Your instructions. Carry on the interview about the mind-body split in medicine, picking up right after its last sentence.

START Passage for review

Robert C. Smith: Kevin, thank you. Nice to be here.
Kevin Pho: All right, so tell us why you decided to share this particular article on KevinMD.
Robert C. Smith: We’ve talked, you and I and others, and in my book “Has Medicine Lost Its Mind,” have talked lots about the problems of mental health care and the fact that medicine has not trained people like you and me and all the other primary care doctors in mental health care. It’s not our fault.
So what I want to emphasize today is what medicine has done for us that has been quite effective. That is how skilled we have become in physical diseases. And to kind of go through some of that backdrop, we can be justifiably proud of our heritage in physical diseases, and I think it’s worth emphasizing that. We hear a lot on the other side these days, but medicine has been incredibly effective.
Kevin Pho: So you wrote in your article that there’s a mind-body split. So we are great at diagnosing and treating physical disease, but I infer from what you’re saying that the mental part, the psychological part, is still lacking.
Robert C. Smith: That’s right. The psychological part is still lacking and we have a major mental health crisis. And as we talked in one of our earlier shows, it is not getting any better, and simple reason is that medicine does not train the doctors who provide the care. That’s primary care docs like you and me. We provide 75 percent of all mental health care. But we weren’t trained to do it.
Kevin Pho: So in your article you talk about the history of the mind-body split in medicine. So for those that don’t get a chance to read your article, tell us more about that.
Robert C. Smith: Sure. Backtrack now to Hippocrates in the fifth century BC, some two and a half millennia before modern medicine began. The guiding theory for that two and a half millennia, this is now up until the 16th, 17th century scientific revolution, the guiding theory of medicine was a so-called four humors: black bile, yellow bile, blood, and phlegm. And the idea was that if these four humors, I’m using my fingers to demonstrate it, but these four humors, basically if they stayed in balance, that was health, like my fingers. On the other hand, if one of them went out of whack like that, that was disease that caused symptoms, disability, and death. And that was their understanding for two and a half millennia of disease and death.

END Passage for review
START Record excerpts

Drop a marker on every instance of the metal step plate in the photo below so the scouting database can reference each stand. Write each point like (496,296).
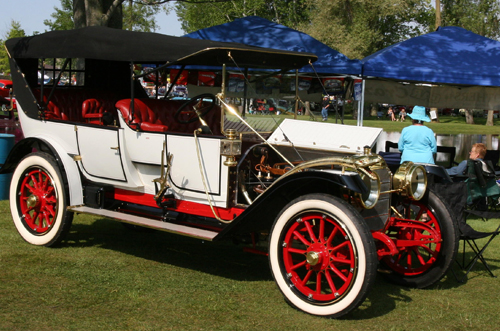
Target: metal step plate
(142,221)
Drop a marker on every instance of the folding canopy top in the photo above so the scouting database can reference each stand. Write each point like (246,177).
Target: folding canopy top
(257,31)
(102,43)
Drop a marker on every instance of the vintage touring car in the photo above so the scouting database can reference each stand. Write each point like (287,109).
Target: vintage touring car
(329,211)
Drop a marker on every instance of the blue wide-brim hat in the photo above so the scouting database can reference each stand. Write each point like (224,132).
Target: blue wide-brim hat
(418,114)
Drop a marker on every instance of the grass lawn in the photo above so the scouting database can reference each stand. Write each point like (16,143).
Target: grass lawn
(105,277)
(447,124)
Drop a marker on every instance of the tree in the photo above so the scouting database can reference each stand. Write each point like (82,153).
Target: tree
(479,16)
(63,18)
(358,28)
(127,14)
(14,32)
(195,16)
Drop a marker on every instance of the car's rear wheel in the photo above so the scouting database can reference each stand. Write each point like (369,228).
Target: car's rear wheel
(322,255)
(38,200)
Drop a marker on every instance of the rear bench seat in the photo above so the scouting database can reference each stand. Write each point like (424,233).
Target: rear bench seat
(158,116)
(68,104)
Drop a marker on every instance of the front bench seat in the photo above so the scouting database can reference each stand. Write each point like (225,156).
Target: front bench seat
(144,118)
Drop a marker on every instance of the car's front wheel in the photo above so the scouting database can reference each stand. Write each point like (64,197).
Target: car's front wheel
(322,255)
(38,200)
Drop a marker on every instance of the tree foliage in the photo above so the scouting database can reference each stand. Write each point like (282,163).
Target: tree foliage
(126,14)
(195,16)
(479,16)
(14,32)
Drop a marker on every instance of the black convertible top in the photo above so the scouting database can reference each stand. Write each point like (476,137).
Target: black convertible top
(102,43)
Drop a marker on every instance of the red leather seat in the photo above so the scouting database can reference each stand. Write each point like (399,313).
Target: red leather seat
(92,111)
(143,118)
(52,111)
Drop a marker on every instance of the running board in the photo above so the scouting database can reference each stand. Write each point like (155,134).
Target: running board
(146,222)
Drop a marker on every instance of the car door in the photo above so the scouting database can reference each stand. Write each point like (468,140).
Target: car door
(100,152)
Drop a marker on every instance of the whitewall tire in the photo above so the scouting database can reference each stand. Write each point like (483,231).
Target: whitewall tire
(322,255)
(38,200)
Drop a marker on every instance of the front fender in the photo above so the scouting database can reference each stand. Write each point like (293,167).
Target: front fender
(260,215)
(65,162)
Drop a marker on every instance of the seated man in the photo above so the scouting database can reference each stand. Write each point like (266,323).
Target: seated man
(478,151)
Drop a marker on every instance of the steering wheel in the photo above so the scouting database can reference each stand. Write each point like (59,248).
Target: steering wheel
(194,108)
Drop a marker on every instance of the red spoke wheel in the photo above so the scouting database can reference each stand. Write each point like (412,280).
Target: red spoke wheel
(423,264)
(322,255)
(38,200)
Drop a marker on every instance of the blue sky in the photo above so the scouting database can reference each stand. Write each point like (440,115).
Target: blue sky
(32,13)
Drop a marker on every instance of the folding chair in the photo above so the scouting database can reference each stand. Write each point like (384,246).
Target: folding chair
(493,156)
(446,156)
(389,145)
(455,196)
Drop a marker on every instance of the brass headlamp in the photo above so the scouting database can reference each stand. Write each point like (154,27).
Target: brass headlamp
(230,147)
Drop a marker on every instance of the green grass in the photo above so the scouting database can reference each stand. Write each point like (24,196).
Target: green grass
(447,124)
(105,277)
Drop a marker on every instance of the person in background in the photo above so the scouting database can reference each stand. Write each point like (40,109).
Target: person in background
(324,107)
(402,115)
(477,152)
(417,142)
(390,113)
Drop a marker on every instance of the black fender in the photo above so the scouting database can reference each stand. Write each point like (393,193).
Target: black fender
(260,215)
(437,174)
(23,148)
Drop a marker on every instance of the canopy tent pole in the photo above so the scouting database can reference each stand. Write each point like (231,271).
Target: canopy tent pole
(296,93)
(245,90)
(361,104)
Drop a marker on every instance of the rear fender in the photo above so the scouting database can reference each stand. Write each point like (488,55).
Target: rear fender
(65,162)
(260,215)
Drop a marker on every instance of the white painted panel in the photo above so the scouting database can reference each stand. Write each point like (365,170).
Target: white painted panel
(100,158)
(324,136)
(185,171)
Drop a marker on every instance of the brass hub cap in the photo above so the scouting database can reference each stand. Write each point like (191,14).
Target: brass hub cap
(312,258)
(32,201)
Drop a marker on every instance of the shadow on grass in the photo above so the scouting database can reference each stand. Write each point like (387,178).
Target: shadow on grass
(223,259)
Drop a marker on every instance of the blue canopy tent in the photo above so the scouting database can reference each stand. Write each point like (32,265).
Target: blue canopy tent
(463,67)
(257,31)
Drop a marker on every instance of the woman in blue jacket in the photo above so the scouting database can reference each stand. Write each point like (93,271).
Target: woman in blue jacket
(417,142)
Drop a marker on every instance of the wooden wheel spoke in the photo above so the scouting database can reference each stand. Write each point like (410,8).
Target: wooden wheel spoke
(338,273)
(330,281)
(310,231)
(321,230)
(332,235)
(298,265)
(301,238)
(318,283)
(306,278)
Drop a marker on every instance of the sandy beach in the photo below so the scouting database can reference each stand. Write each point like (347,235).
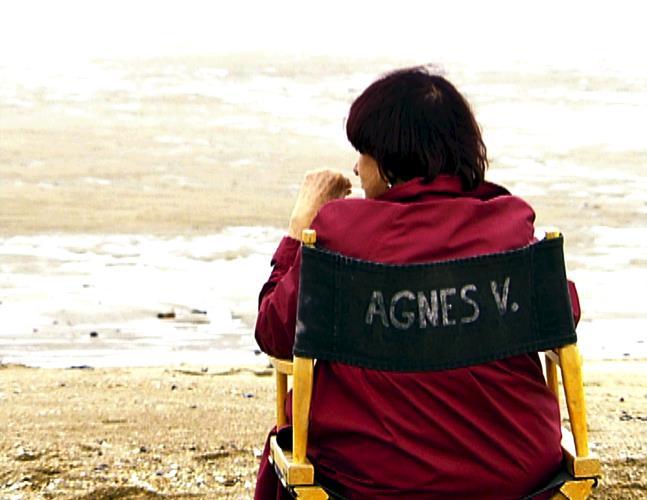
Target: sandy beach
(197,432)
(137,187)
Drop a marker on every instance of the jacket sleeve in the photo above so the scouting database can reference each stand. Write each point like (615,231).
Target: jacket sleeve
(277,302)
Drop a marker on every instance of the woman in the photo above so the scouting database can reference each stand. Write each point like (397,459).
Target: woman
(487,431)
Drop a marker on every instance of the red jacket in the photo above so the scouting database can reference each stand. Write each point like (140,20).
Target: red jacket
(487,431)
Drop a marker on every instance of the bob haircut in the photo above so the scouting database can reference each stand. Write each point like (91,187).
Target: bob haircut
(416,124)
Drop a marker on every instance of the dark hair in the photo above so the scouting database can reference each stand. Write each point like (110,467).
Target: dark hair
(416,124)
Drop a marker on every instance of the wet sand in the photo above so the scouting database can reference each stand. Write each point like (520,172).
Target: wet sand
(141,160)
(191,432)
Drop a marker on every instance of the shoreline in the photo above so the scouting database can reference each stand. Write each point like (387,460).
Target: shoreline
(197,432)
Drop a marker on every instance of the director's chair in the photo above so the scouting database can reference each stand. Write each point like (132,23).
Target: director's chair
(332,298)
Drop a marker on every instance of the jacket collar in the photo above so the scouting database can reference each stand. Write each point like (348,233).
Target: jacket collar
(445,186)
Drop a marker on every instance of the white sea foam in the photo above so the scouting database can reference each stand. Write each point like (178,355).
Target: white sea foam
(58,289)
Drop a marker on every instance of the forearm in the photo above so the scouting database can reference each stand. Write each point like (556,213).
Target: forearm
(277,302)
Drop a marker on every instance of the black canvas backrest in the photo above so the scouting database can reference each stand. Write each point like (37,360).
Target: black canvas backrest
(433,316)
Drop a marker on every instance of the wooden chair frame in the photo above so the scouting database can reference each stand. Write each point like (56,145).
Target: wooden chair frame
(297,473)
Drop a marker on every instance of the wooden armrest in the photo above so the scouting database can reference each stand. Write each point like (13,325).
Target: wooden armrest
(291,474)
(553,356)
(579,467)
(282,365)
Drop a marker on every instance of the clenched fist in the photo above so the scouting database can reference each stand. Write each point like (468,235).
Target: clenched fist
(318,188)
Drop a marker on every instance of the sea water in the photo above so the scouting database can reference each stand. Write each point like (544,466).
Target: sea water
(81,299)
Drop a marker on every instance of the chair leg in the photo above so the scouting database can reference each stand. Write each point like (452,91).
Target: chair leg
(302,394)
(281,394)
(571,364)
(551,377)
(578,490)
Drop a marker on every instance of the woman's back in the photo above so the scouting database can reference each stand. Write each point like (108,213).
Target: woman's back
(486,431)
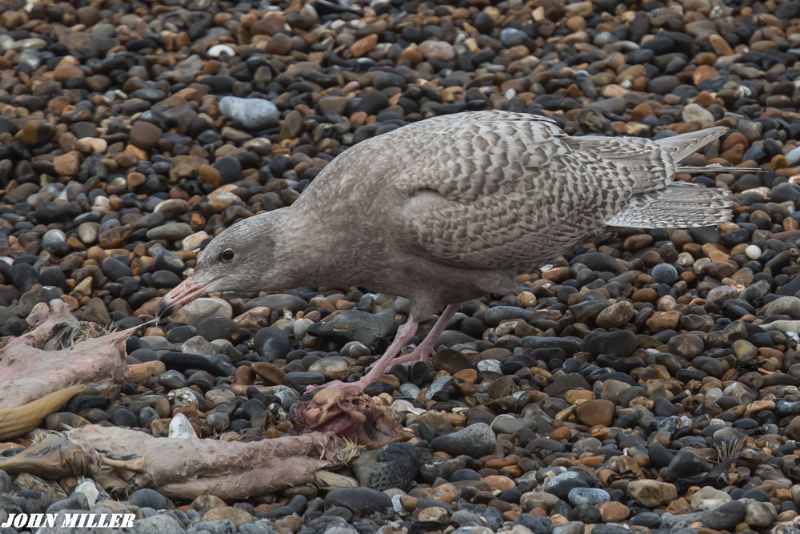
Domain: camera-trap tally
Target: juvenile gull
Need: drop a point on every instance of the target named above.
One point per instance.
(452, 208)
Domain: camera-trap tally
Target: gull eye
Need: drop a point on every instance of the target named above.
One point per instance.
(226, 255)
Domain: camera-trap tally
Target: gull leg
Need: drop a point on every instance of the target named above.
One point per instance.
(404, 334)
(425, 350)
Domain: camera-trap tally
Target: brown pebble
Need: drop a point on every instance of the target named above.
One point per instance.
(596, 412)
(270, 373)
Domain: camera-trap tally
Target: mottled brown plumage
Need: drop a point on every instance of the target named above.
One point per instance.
(451, 208)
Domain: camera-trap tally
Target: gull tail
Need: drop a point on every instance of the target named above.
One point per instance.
(681, 204)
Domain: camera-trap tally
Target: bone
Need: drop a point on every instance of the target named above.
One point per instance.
(20, 420)
(181, 468)
(349, 413)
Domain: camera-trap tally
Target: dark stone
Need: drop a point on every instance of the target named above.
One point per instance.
(50, 212)
(272, 343)
(360, 501)
(217, 327)
(617, 344)
(355, 325)
(475, 440)
(115, 269)
(726, 517)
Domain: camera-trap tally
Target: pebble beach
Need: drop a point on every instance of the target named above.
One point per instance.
(647, 382)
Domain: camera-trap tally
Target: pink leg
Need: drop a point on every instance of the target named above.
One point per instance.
(427, 348)
(404, 334)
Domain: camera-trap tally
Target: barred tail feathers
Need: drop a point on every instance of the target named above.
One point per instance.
(679, 205)
(684, 145)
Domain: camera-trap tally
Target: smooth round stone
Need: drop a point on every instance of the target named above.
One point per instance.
(216, 327)
(172, 379)
(23, 276)
(334, 368)
(218, 396)
(588, 496)
(221, 50)
(490, 366)
(164, 279)
(114, 268)
(219, 422)
(664, 273)
(53, 238)
(146, 497)
(360, 501)
(87, 232)
(476, 440)
(171, 231)
(354, 349)
(50, 212)
(753, 252)
(251, 113)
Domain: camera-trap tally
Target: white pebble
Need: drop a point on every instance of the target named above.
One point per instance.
(181, 428)
(753, 252)
(221, 50)
(89, 490)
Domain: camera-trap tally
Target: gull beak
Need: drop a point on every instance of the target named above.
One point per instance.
(179, 296)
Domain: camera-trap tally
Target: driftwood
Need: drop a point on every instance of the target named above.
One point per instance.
(36, 364)
(180, 468)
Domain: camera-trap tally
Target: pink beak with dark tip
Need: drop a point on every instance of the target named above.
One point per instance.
(179, 296)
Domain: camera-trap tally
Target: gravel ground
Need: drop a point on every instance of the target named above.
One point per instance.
(647, 383)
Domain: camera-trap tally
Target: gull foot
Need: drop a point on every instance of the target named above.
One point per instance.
(419, 354)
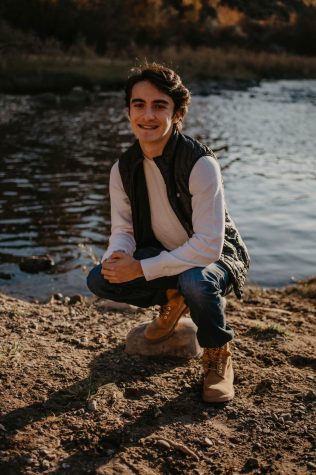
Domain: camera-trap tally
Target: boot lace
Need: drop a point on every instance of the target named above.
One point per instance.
(215, 359)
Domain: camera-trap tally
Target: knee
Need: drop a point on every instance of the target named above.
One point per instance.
(194, 286)
(95, 279)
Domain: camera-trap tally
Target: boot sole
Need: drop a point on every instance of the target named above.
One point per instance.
(229, 397)
(165, 337)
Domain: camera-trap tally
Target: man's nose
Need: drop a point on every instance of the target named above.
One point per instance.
(149, 113)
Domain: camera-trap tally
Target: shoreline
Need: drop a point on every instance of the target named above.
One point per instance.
(73, 401)
(33, 74)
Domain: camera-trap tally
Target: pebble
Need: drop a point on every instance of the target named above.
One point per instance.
(109, 452)
(163, 443)
(45, 464)
(208, 441)
(157, 412)
(92, 405)
(287, 416)
(58, 296)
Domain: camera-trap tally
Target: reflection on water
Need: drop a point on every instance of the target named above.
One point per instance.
(54, 167)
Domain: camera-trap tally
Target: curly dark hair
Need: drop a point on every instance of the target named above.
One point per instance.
(164, 79)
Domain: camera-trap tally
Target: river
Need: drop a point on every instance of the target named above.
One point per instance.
(54, 169)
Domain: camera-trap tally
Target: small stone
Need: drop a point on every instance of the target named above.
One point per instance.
(45, 464)
(163, 443)
(109, 452)
(208, 441)
(92, 405)
(75, 299)
(251, 464)
(157, 412)
(58, 296)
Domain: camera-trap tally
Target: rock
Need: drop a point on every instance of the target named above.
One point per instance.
(75, 299)
(47, 98)
(163, 443)
(182, 343)
(114, 467)
(92, 406)
(34, 264)
(208, 441)
(250, 465)
(58, 296)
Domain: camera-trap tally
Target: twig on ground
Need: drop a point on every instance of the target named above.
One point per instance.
(183, 448)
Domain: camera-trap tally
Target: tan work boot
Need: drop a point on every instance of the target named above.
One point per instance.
(218, 374)
(164, 325)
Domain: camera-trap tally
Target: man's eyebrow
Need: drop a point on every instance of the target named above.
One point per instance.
(157, 101)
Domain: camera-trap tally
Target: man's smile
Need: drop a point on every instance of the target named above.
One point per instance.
(148, 127)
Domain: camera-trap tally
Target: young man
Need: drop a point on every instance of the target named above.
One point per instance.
(172, 241)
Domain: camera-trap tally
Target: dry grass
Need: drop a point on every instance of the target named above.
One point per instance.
(39, 73)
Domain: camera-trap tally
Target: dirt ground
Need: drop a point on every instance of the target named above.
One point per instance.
(72, 402)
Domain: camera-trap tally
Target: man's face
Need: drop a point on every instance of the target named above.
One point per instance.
(151, 115)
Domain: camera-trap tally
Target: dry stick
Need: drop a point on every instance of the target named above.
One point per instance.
(278, 310)
(183, 448)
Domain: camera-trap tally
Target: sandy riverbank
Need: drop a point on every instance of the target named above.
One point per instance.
(72, 402)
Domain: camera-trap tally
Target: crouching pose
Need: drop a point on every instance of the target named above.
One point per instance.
(172, 241)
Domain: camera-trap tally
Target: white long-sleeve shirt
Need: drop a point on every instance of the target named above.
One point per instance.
(208, 219)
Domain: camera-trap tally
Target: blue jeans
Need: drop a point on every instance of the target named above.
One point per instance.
(202, 288)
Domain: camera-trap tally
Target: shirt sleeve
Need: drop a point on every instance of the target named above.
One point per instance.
(208, 219)
(122, 235)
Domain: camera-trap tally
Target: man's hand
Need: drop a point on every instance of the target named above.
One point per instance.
(120, 267)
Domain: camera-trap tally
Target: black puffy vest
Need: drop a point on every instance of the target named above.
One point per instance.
(175, 164)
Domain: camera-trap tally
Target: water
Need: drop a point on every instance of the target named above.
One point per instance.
(55, 162)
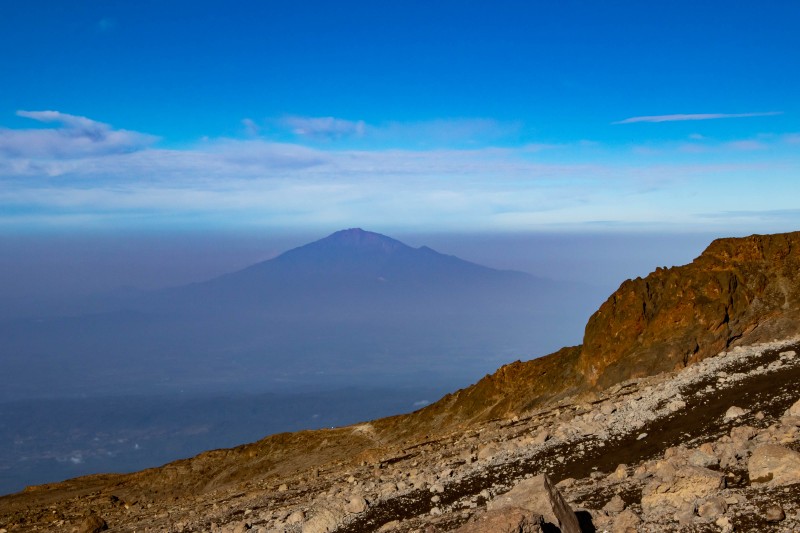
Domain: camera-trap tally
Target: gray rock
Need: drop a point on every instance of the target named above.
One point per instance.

END Record excerpts

Response to this exercise.
And of course, as everybody knows, the treatment was bloodletting. And the idea was that if that humor is out of whack, let’s say that’s black bile causing depression, if that was out of whack, they had to draw blood off to redress the imbalance. Of course, everybody knows it didn’t work and they killed literally millions of people doing this, some of our famous presidents, in fact.
And so that was the basis of all medicine up until the 16th century, and at that point, science was starting to get some traction. Prior to that, over the entire preceding 1000 years or so, the Catholic church had ruled medicine with an iron hand, as well as all of society, and they had prohibited anatomic dissections of human bodies. They thought it was blasphemous, but science at this point was gaining some traction. They wanted to get going. This is happening in physics and chemistry elsewhere as well. And so medicine was insisting they do human dissections. And finally, in 1537, Pope Clement relented and allowed human dissections.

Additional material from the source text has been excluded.